- Assignment
Your answer should consist of the lines in the data below that contain "deck".

Extracted records
※

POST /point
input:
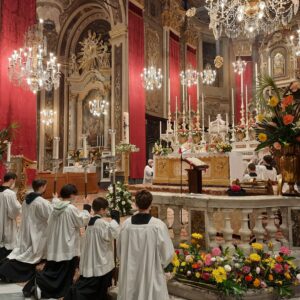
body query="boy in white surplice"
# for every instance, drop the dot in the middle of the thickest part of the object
(97, 258)
(30, 249)
(10, 208)
(145, 249)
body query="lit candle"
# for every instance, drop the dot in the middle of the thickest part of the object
(8, 151)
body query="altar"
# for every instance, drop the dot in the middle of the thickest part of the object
(222, 168)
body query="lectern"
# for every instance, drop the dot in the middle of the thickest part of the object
(195, 174)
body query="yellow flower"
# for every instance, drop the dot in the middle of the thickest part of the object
(256, 282)
(254, 257)
(197, 236)
(262, 137)
(219, 274)
(260, 117)
(184, 246)
(257, 246)
(273, 101)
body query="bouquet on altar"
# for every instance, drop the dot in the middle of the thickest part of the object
(280, 124)
(123, 202)
(233, 273)
(7, 134)
(127, 148)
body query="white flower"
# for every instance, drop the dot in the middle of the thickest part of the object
(227, 268)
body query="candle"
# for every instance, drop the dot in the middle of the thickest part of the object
(8, 151)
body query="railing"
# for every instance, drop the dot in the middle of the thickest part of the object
(234, 220)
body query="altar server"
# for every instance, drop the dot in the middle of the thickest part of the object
(63, 247)
(144, 249)
(10, 208)
(30, 248)
(97, 258)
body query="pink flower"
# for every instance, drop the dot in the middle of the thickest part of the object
(285, 250)
(216, 251)
(277, 146)
(278, 268)
(208, 260)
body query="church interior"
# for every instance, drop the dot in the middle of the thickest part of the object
(193, 103)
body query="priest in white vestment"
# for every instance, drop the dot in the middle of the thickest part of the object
(10, 209)
(63, 248)
(97, 257)
(145, 249)
(31, 240)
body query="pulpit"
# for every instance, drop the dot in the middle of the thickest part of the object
(195, 174)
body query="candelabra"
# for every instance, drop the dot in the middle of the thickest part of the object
(152, 78)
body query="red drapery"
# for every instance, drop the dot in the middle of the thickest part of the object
(137, 111)
(248, 81)
(192, 63)
(17, 105)
(174, 61)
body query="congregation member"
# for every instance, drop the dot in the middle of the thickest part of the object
(63, 248)
(97, 257)
(30, 249)
(145, 249)
(10, 209)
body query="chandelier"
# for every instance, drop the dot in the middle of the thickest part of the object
(249, 17)
(98, 107)
(208, 75)
(189, 77)
(152, 78)
(28, 66)
(239, 66)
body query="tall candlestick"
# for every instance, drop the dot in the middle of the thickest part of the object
(8, 152)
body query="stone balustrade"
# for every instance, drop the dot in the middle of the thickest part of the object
(226, 221)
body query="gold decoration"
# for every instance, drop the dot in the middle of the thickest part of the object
(219, 60)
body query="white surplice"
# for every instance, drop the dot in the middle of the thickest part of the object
(144, 252)
(10, 208)
(97, 257)
(63, 234)
(31, 243)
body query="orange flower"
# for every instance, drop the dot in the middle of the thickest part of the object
(288, 100)
(288, 119)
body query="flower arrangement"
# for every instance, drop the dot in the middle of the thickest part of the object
(123, 199)
(280, 125)
(125, 147)
(6, 135)
(232, 274)
(223, 147)
(158, 149)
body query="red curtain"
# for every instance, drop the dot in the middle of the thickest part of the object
(137, 111)
(192, 63)
(174, 61)
(17, 105)
(248, 81)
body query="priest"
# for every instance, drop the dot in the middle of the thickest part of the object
(30, 249)
(97, 258)
(144, 249)
(63, 247)
(10, 208)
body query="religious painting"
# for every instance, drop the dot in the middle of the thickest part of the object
(279, 64)
(294, 228)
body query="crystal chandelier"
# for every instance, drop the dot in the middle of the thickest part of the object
(239, 66)
(297, 45)
(249, 17)
(98, 107)
(152, 78)
(47, 116)
(28, 66)
(189, 77)
(208, 75)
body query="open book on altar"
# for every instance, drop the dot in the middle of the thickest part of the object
(196, 162)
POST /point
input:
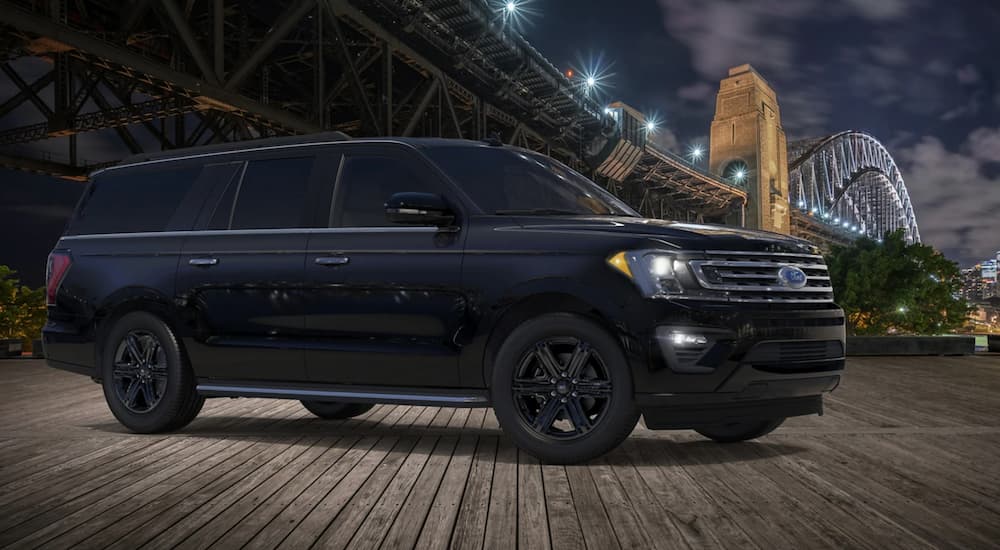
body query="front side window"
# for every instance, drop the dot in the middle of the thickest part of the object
(272, 194)
(515, 182)
(365, 185)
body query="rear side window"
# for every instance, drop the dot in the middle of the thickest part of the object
(272, 194)
(131, 201)
(366, 183)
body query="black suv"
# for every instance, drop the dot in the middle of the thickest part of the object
(345, 273)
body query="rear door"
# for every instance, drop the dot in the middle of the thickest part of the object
(384, 301)
(240, 274)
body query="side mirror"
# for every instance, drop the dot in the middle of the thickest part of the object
(419, 209)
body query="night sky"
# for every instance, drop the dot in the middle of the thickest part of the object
(923, 76)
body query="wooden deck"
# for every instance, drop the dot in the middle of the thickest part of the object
(907, 456)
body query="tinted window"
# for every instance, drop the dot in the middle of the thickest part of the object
(367, 182)
(128, 201)
(509, 181)
(272, 194)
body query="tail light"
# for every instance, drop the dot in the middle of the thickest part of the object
(59, 262)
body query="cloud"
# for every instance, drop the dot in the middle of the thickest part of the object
(879, 10)
(699, 91)
(954, 195)
(984, 144)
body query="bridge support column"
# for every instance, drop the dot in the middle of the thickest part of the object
(748, 147)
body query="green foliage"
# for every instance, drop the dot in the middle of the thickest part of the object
(22, 309)
(893, 287)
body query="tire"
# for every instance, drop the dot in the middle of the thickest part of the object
(336, 410)
(156, 391)
(734, 432)
(593, 384)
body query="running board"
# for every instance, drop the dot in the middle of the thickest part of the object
(438, 397)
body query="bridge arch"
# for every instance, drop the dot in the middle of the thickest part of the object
(850, 179)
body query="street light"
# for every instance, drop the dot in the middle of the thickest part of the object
(696, 153)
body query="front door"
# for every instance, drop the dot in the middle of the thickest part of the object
(241, 272)
(384, 301)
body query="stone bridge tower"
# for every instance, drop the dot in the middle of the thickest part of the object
(747, 147)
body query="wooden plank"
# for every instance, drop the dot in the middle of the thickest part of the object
(564, 525)
(379, 498)
(437, 529)
(405, 529)
(468, 533)
(501, 519)
(318, 519)
(532, 517)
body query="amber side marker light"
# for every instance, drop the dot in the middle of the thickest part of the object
(619, 262)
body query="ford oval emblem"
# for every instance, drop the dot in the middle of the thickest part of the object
(792, 277)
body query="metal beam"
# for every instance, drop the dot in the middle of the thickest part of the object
(190, 42)
(123, 133)
(219, 37)
(449, 106)
(98, 120)
(215, 96)
(368, 115)
(288, 20)
(27, 94)
(421, 107)
(27, 89)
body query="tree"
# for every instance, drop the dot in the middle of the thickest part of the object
(893, 287)
(22, 309)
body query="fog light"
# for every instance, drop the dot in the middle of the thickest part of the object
(684, 339)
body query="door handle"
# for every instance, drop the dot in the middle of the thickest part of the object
(203, 262)
(332, 260)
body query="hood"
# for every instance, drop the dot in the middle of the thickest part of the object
(691, 236)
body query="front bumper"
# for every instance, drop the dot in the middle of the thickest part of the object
(715, 363)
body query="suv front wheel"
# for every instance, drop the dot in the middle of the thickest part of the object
(562, 389)
(147, 381)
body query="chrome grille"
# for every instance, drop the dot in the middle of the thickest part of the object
(753, 276)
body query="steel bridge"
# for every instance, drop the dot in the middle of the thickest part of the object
(120, 78)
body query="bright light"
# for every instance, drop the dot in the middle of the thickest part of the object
(682, 339)
(593, 75)
(661, 266)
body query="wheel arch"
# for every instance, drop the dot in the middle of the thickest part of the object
(535, 305)
(122, 303)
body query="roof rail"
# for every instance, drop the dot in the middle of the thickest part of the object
(238, 146)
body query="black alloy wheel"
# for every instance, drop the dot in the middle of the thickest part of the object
(561, 387)
(140, 371)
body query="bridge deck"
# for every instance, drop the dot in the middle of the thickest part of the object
(906, 456)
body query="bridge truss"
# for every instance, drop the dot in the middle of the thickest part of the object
(848, 182)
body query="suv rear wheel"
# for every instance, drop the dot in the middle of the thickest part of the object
(562, 389)
(335, 410)
(734, 432)
(147, 381)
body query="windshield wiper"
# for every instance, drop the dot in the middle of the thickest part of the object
(539, 212)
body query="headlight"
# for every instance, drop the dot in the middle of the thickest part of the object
(653, 271)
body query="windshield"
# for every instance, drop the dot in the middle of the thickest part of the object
(515, 182)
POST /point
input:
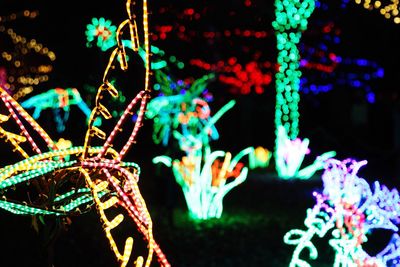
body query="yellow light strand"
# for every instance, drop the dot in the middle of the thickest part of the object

※

- Reply
body query="wooden deck"
body query="bridge deck"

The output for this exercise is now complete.